Stop the “modernised” Global and Free Trade Agreement between the European Union and Mexico
On 22 May, the Global and Free Trade Agreement will be signed between the EU and Mexico, strengthening the power of large investors, deepening extractivism and threatening local production.
Over 70 organisations from Latin America and Europe reject the agreement and signed the statement below:
"We, the civil society organisations, trade unions, human rights defenders, animal welfare campaigners and environmentalists who have signed this letter, are writing to the political leaders of Mexico and the European Union (EU) to urge them not to ratify either the “modernised” Free Trade Agreement (FTA) between the European Union and Mexico or the Global Agreement, which contains a section on investment and the controversial investor-state dispute settlement mechanism (ISDS).
The text was negotiated behind closed doors without debate or public consultation. It was finalised in April 2020, in the midst of one of the world’s worst health, social and economic crises, triggered by the COVID-19 pandemic. Six years later, amidst multiple further crises and conflicts, European and Mexican leaders are rushing to sign this “modernised” agreement even though it will have worse consequences than its previous version, in force since 2000, for the following reasons:
1. It privileges foreign investors over the local population, the environment and the climate.

◆ Provided material:
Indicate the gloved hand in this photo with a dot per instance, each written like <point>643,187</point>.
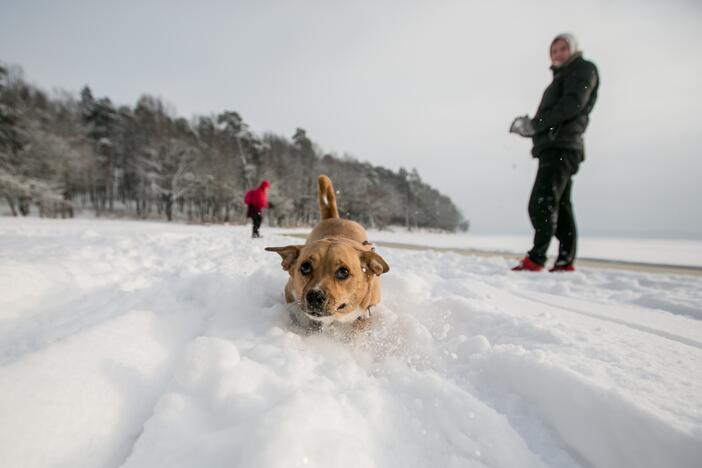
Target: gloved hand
<point>522,126</point>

◆ Activity list:
(1) Reproduce verbatim the portion of the article opposing the EU–Mexico agreement between "Over 70 organisations" and "settlement mechanism (ISDS).", inclusive.
(2) Which groups of signatories does the article opposing the EU–Mexico agreement name in the opening of its letter?
(3) Write what follows the final sentence of the article opposing the EU–Mexico agreement.

◆ Answers provided:
(1)
Over 70 organisations from Latin America and Europe reject the agreement and signed the statement below:
"We, the civil society organisations, trade unions, human rights defenders, animal welfare campaigners and environmentalists who have signed this letter, are writing to the political leaders of Mexico and the European Union (EU) to urge them not to ratify either the “modernised” Free Trade Agreement (FTA) between the European Union and Mexico or the Global Agreement, which contains a section on investment and the controversial investor-state dispute settlement mechanism (ISDS).

(2)
- Civil society organisations
- Trade unions
- Human rights defenders
- Animal welfare campaigners
- Environmentalists

(3)
The Global Agreement includes a section on investment that allows for investor-state disputes. This mechanism, commonly known as ISDS, grants foreign investors privileged and exclusive access to an international tribunal to challenge states. Mexico is the third most frequently sued country before ISDS tribunals worldwide. Over 500 million dollars have been spent on lost awards and defence costs, and there are still pending claims totalling at least 5.5 billion dollars. The Global Agreement extends ISDS to investors from other European countries and restricts the EU´s and Mexico’s sovereignty to decide on public policies in favour of citizens, the environment and the climate.
2. It promotes an extractive model without strengthening local production.
The FTA contains a chapter on raw materials that would undermine Mexico's efforts to support value addition and foster local development. The chapter prohibits investors being required to, for instance, employ local people or source local inputs. It would also prevent setting different prices for the domestic use of minerals and energy resources compared to when these are exported - something that can encourage local productions and value addition. Measures to guard against capital flight would also be ruled out. For Mexico in particular, a country with resources of interest to the European Union, this implies a restriction on measures that promote economic and social development at national and local levels.
3. It weakens Mexican agriculture.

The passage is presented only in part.